= Beginning of Section =

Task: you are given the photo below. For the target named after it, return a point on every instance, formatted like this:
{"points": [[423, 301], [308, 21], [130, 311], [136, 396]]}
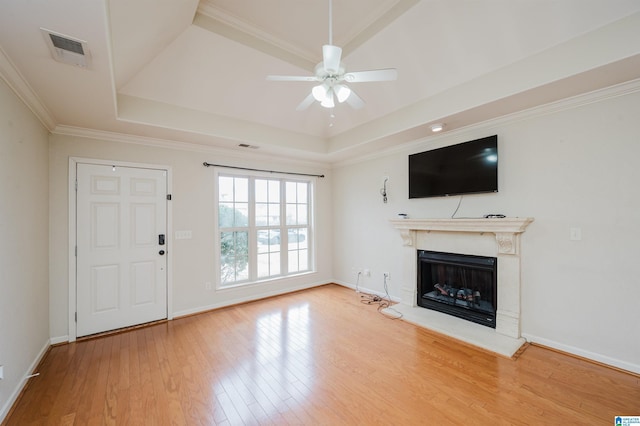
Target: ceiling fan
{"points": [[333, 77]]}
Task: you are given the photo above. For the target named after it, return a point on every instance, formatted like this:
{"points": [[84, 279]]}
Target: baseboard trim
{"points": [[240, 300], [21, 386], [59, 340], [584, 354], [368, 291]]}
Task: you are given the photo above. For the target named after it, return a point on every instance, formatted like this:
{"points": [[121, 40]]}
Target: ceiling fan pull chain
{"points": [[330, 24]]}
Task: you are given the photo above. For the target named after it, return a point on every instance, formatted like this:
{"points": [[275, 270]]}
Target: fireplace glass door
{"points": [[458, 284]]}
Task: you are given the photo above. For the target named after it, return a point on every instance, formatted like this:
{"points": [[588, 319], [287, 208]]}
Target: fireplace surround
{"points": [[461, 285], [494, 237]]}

= End of Section =

**DIRECTIONS FOR THIS TASK:**
All of the data must be given again exactly, without the pictures.

**RESULT OF THE TASK:**
Task: you are given the photo below. For the target named after it, return a point on every instance, formatted like this:
{"points": [[423, 301], [308, 21], [130, 311], [136, 396]]}
Target: ceiling fan
{"points": [[333, 77]]}
Task: you are given the photo above. For the target named after it, return a point on every instance, formatted like this:
{"points": [[84, 279]]}
Target: baseboard trim
{"points": [[240, 300], [21, 386], [59, 340], [584, 354], [368, 291]]}
Task: you are given the photo above. For the target named after it, return a point on every instance, formatted like this:
{"points": [[121, 40]]}
Target: ceiling fan pull chain
{"points": [[330, 24]]}
Task: you are given the photo above. For the target named after it, return a point on every instance, formatted like this:
{"points": [[275, 270]]}
Target: fireplace glass door
{"points": [[458, 284]]}
Task: you are given the photo above. For the target named after it, return a point on every instance, formatted like this:
{"points": [[588, 319], [287, 208]]}
Target: fireplace surround
{"points": [[461, 285], [494, 237]]}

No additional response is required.